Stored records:
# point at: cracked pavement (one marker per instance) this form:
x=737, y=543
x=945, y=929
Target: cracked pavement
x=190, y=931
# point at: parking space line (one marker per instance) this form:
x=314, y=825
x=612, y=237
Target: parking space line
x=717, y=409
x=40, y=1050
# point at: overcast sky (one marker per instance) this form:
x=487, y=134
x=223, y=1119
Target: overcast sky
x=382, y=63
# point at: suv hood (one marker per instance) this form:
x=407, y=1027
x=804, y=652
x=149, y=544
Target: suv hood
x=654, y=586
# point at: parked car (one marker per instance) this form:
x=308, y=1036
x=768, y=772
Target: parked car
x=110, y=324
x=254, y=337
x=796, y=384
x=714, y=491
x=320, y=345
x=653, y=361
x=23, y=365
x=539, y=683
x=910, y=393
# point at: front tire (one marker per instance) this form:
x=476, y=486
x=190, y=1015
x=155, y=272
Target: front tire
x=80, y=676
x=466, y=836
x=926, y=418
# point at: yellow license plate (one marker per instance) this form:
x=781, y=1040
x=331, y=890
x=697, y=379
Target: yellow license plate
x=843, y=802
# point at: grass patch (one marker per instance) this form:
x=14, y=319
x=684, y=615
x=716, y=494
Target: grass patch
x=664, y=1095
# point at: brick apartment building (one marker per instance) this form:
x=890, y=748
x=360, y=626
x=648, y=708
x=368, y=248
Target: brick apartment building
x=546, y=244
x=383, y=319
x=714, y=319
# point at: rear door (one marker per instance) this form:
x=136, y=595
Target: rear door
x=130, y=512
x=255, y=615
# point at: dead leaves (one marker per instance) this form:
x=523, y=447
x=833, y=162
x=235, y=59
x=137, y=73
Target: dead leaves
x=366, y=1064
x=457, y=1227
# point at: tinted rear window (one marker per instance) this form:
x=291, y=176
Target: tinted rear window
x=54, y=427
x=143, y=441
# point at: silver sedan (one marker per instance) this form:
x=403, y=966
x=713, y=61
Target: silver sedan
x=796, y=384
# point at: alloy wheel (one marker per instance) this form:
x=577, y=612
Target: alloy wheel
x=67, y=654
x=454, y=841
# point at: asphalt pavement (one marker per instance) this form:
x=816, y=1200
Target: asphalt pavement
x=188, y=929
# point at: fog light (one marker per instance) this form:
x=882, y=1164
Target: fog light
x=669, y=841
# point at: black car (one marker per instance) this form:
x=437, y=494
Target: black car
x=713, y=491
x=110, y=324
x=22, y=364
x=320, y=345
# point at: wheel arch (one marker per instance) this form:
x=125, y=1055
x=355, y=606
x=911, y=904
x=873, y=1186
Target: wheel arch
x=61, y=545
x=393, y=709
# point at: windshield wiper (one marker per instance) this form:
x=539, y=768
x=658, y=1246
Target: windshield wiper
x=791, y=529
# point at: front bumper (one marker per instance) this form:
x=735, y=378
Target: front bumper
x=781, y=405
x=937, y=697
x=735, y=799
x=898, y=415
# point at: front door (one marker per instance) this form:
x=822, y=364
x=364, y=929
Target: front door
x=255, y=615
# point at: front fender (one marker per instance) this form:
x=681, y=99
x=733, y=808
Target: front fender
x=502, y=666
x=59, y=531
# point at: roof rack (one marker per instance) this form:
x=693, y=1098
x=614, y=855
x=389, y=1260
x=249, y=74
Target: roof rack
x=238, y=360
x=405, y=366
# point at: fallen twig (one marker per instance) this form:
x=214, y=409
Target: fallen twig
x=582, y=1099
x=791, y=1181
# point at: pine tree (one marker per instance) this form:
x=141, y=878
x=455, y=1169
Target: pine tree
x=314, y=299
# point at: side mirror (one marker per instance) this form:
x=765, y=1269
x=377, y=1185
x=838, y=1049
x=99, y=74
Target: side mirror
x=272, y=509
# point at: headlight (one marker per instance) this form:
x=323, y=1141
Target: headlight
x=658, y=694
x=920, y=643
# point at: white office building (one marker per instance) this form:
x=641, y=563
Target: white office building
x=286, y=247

→ Your task
Rewrite the lines from the one holding "# point at: rear" through the one holding "x=898, y=415", inclusive, with "wheel arch" changed to "wheel well" and everything else left as is. Give only those lines.

→ Answer in full
# point at: rear door (one marker per instance) this form:
x=136, y=595
Target: rear door
x=130, y=512
x=255, y=615
# point at: dead leaves (one marker per instance) this form:
x=523, y=447
x=833, y=162
x=235, y=59
x=137, y=73
Target: dead leaves
x=366, y=1064
x=457, y=1227
# point at: tinted rear window (one marker per instance) this form:
x=291, y=176
Target: tinted rear window
x=54, y=427
x=143, y=441
# point at: silver sedan (one marker per instance) this form:
x=403, y=966
x=713, y=61
Target: silver sedan
x=796, y=384
# point at: alloy wheel (one marker per instance) this form:
x=577, y=612
Target: alloy wheel
x=67, y=654
x=454, y=841
# point at: asphalt pavement (one marker per instance) this form:
x=816, y=1200
Target: asphalt pavement
x=188, y=929
# point at: fog light (one marker per instance) this form:
x=882, y=1164
Target: fog light
x=669, y=841
# point at: black car (one marker per instance) this form:
x=437, y=494
Target: black car
x=713, y=491
x=110, y=324
x=22, y=364
x=320, y=345
# point at: wheel well (one marker per instance) this form:
x=125, y=1055
x=355, y=606
x=911, y=904
x=873, y=1186
Target: wheel well
x=61, y=545
x=393, y=709
# point at: windshield wiper (one marker per instance) this form:
x=539, y=768
x=658, y=1246
Target: windshield wiper
x=791, y=529
# point at: front bumper (one marker per instance) this form:
x=735, y=378
Target: front bumper
x=781, y=405
x=937, y=697
x=735, y=799
x=898, y=415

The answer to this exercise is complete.